Request:
Find each line in the data below that contains the string "item" and copy those lines out in full. Matching is case-sensitive.
>> begin Dataset entries
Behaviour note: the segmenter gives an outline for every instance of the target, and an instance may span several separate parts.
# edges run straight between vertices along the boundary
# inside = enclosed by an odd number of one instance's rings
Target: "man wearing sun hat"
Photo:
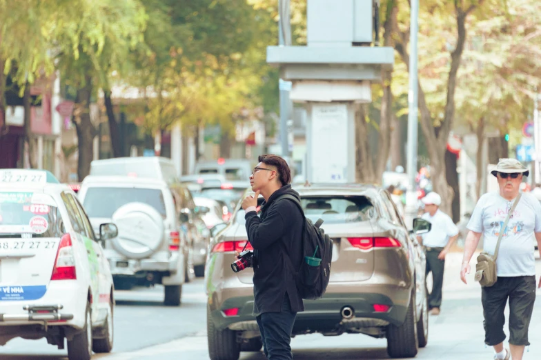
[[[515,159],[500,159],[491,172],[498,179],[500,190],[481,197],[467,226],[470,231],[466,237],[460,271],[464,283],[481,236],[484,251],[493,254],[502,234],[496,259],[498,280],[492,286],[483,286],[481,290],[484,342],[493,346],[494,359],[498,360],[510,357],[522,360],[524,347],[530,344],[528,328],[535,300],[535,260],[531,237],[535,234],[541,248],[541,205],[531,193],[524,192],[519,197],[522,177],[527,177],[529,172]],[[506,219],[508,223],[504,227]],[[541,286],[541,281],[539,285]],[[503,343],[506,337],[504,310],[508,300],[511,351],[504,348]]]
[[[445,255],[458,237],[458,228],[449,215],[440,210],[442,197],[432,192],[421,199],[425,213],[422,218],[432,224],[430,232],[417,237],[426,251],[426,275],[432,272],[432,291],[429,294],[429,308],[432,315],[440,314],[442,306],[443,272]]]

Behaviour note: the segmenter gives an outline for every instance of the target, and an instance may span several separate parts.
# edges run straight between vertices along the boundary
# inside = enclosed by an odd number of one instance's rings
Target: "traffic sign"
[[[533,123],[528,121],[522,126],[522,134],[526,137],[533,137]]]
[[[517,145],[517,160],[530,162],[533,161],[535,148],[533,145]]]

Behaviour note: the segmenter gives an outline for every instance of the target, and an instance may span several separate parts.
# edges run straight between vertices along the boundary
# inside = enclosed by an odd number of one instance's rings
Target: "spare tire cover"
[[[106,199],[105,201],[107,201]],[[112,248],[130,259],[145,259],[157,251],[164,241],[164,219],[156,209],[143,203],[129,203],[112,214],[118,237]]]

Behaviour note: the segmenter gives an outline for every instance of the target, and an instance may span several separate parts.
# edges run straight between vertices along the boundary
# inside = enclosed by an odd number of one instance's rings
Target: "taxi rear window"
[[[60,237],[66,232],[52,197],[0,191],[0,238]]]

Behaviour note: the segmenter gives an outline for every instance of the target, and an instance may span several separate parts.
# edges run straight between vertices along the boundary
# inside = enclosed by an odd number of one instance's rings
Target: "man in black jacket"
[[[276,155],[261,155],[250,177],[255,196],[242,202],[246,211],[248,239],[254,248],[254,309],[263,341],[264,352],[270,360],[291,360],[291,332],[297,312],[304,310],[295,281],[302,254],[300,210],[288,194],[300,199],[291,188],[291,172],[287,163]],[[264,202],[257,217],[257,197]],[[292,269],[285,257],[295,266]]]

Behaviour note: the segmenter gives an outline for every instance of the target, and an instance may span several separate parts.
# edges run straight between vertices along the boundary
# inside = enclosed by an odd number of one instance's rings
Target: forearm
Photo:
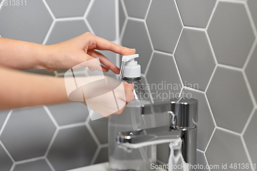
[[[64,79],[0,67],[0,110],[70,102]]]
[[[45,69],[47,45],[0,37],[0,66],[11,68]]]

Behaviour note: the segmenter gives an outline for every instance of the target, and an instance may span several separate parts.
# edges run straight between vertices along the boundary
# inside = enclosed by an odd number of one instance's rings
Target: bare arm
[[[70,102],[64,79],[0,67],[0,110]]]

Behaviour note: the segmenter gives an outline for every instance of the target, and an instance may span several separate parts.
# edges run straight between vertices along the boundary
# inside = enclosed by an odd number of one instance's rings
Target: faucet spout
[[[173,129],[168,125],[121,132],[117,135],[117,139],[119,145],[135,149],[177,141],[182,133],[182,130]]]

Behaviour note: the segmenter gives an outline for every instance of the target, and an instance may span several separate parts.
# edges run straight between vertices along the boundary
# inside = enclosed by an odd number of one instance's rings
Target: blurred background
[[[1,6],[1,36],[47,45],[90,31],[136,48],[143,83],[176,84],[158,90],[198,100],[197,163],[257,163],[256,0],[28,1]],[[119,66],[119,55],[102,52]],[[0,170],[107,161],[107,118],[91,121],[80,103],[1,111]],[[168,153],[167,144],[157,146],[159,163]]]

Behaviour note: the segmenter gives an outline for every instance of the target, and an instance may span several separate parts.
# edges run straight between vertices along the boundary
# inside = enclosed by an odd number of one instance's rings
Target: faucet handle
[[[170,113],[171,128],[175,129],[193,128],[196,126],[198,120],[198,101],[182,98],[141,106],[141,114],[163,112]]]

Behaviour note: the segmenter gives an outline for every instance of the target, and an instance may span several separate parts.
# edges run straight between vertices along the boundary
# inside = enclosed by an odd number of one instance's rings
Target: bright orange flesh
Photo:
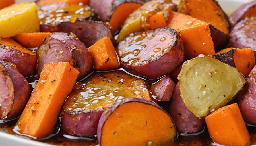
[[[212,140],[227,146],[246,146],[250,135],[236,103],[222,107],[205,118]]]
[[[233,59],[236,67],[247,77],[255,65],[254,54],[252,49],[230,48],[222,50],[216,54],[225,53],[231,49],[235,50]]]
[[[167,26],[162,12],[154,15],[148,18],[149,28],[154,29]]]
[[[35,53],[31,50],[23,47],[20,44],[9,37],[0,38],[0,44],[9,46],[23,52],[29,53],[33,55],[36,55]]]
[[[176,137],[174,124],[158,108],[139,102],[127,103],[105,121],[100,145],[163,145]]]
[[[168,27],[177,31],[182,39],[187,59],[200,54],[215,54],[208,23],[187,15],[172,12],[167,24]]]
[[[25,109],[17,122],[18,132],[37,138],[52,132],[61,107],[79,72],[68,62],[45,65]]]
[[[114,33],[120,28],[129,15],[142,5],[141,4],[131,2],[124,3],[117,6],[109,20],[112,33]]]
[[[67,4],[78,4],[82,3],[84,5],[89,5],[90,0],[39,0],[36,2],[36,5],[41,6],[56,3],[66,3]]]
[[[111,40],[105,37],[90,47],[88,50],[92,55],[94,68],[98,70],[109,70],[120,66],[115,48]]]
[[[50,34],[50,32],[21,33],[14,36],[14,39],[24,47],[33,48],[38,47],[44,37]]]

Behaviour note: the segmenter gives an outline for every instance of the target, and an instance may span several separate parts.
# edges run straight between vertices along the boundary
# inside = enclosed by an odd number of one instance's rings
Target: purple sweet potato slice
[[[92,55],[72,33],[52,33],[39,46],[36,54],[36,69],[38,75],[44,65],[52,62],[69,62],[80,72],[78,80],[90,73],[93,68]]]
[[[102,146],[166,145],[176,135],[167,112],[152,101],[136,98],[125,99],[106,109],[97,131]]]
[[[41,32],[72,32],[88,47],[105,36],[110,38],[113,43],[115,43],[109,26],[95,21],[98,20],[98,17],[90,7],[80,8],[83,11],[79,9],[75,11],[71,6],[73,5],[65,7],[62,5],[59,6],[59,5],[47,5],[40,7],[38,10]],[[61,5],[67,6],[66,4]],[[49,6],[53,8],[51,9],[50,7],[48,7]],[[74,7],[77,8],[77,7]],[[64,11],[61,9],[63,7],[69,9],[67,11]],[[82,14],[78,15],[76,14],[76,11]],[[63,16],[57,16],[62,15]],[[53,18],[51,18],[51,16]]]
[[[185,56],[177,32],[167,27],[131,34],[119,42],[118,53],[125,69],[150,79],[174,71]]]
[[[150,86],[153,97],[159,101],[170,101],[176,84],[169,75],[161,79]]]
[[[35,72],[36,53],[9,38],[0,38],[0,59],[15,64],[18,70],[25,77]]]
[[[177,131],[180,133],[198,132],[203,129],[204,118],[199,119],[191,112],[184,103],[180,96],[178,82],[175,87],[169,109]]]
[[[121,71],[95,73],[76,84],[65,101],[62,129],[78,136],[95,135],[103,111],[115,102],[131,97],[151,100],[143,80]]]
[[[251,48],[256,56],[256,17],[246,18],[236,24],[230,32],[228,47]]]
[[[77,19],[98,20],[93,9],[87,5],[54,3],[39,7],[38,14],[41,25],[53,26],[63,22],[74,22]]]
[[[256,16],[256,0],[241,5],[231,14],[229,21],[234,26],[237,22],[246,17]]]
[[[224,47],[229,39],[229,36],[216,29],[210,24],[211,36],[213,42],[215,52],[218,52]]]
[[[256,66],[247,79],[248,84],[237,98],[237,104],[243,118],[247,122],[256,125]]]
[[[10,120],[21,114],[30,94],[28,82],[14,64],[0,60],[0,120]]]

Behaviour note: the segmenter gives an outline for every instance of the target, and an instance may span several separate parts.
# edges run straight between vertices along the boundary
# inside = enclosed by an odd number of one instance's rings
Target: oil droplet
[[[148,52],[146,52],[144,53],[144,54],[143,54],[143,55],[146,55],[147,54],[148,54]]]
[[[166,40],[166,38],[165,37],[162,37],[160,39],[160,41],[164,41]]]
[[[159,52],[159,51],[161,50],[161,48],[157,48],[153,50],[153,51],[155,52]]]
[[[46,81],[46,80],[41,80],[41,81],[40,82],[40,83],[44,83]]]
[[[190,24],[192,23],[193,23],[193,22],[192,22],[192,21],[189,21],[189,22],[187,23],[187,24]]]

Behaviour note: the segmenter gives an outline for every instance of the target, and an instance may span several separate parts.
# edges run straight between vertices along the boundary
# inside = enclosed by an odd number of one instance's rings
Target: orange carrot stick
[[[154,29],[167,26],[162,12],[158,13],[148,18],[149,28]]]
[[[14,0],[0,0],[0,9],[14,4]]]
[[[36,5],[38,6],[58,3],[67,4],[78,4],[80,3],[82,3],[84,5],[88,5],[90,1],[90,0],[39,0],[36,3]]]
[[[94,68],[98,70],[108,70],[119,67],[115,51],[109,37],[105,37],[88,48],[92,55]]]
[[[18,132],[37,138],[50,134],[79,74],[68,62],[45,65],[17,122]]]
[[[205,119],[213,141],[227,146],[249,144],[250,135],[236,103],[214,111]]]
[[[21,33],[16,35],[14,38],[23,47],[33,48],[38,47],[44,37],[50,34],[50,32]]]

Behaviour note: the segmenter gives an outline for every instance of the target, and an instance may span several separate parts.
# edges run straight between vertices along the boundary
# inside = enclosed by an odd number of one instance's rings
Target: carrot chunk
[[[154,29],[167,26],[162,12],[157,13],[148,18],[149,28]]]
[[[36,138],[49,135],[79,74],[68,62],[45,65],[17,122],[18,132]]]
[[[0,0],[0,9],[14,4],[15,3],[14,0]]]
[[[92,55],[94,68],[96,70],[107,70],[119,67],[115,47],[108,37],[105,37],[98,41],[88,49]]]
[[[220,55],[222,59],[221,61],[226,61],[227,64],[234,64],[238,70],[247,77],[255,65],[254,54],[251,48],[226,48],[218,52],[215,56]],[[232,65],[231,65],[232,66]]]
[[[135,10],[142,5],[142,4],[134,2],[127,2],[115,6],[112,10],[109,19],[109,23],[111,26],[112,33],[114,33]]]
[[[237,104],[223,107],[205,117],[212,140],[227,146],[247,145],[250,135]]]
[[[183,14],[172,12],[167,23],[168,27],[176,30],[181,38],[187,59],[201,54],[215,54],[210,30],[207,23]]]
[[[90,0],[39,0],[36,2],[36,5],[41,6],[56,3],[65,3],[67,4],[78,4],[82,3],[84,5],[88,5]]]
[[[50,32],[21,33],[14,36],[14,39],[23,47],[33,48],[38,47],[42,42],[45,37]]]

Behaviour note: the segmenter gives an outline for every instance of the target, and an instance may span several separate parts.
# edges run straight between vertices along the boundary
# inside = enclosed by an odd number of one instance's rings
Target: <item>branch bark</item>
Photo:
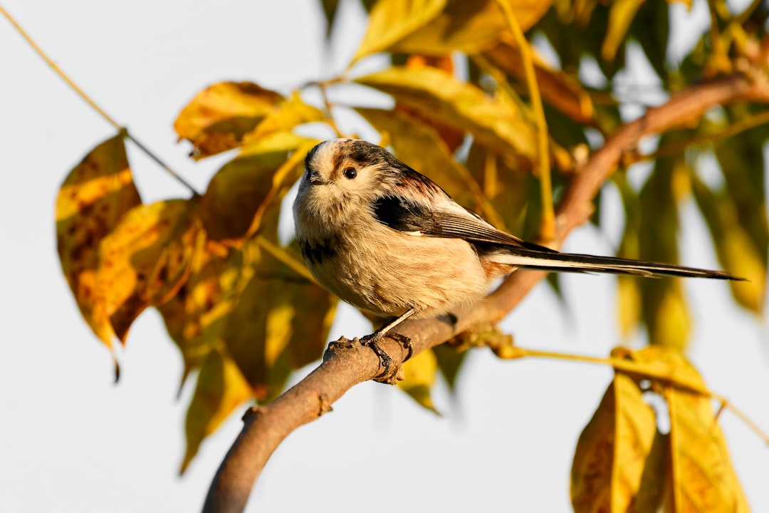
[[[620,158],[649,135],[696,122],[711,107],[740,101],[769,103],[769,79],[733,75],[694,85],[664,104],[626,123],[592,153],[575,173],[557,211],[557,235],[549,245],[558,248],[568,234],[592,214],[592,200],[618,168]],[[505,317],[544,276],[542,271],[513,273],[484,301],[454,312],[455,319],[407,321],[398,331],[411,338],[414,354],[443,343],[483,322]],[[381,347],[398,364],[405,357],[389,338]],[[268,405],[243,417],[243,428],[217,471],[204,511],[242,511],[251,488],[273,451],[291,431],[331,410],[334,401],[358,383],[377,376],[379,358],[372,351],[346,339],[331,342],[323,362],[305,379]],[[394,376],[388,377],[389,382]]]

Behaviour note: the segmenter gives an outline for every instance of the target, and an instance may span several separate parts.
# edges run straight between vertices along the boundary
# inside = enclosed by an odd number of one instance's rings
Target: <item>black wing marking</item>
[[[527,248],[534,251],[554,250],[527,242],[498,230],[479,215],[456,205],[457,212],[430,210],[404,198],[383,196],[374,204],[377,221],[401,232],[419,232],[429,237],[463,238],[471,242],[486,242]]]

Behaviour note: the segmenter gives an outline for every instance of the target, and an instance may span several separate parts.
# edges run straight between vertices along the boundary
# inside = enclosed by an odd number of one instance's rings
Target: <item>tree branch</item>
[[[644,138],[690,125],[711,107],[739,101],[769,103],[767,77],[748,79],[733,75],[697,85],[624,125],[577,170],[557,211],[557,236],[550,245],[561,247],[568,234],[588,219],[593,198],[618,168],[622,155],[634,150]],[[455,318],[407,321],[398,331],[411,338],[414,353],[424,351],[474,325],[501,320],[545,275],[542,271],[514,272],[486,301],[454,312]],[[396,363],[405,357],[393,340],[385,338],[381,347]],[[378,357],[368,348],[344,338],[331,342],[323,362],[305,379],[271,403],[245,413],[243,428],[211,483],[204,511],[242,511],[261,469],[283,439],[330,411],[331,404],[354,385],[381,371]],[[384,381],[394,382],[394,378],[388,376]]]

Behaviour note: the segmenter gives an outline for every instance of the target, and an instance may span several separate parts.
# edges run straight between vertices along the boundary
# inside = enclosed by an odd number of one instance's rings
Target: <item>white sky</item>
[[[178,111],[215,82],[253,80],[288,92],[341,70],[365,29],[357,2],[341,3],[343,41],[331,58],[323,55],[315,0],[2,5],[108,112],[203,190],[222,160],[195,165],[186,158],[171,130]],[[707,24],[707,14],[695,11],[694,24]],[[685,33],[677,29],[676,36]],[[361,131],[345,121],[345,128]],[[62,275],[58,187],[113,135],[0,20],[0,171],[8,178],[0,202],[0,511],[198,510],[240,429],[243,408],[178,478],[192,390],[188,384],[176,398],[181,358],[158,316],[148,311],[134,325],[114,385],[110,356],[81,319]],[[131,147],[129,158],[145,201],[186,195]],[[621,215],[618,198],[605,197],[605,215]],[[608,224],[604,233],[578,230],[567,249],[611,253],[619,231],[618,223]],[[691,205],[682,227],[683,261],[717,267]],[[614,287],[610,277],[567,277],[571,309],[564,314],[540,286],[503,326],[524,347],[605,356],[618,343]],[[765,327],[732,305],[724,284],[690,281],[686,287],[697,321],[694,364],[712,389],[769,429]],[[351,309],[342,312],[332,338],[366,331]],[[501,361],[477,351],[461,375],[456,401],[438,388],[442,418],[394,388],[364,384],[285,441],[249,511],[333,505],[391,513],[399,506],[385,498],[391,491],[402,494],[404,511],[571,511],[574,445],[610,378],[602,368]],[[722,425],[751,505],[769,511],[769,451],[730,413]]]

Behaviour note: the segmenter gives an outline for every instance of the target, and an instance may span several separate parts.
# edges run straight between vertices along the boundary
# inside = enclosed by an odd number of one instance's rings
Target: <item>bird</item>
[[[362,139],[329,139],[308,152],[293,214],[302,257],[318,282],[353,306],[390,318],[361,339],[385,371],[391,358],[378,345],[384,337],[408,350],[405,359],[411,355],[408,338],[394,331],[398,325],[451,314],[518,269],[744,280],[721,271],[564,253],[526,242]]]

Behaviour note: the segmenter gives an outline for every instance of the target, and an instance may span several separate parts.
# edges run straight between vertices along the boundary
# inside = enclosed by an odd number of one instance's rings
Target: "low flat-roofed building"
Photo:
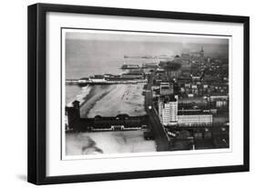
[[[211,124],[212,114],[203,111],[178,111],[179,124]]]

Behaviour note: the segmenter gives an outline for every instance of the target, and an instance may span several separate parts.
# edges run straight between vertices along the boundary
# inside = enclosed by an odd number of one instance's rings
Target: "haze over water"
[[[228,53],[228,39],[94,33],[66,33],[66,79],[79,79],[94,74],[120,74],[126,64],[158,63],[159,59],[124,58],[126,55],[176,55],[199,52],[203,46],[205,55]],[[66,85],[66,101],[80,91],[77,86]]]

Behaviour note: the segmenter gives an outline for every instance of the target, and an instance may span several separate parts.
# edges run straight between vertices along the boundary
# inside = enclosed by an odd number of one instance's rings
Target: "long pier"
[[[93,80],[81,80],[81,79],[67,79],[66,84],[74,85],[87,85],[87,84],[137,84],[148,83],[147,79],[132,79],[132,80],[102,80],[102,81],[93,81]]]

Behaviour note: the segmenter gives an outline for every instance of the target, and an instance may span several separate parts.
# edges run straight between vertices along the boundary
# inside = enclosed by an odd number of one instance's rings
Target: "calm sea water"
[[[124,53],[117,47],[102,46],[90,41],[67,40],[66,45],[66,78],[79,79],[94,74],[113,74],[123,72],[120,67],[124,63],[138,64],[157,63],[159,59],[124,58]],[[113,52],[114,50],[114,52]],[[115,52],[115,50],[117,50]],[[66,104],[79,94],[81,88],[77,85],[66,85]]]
>> end Dataset entries
Solution for this problem:
Target: <item>branch bark</item>
Target: <item>black wing marking</item>
Target: <item>tree branch</item>
Target: <item>white sky</item>
Target: <item>bird</item>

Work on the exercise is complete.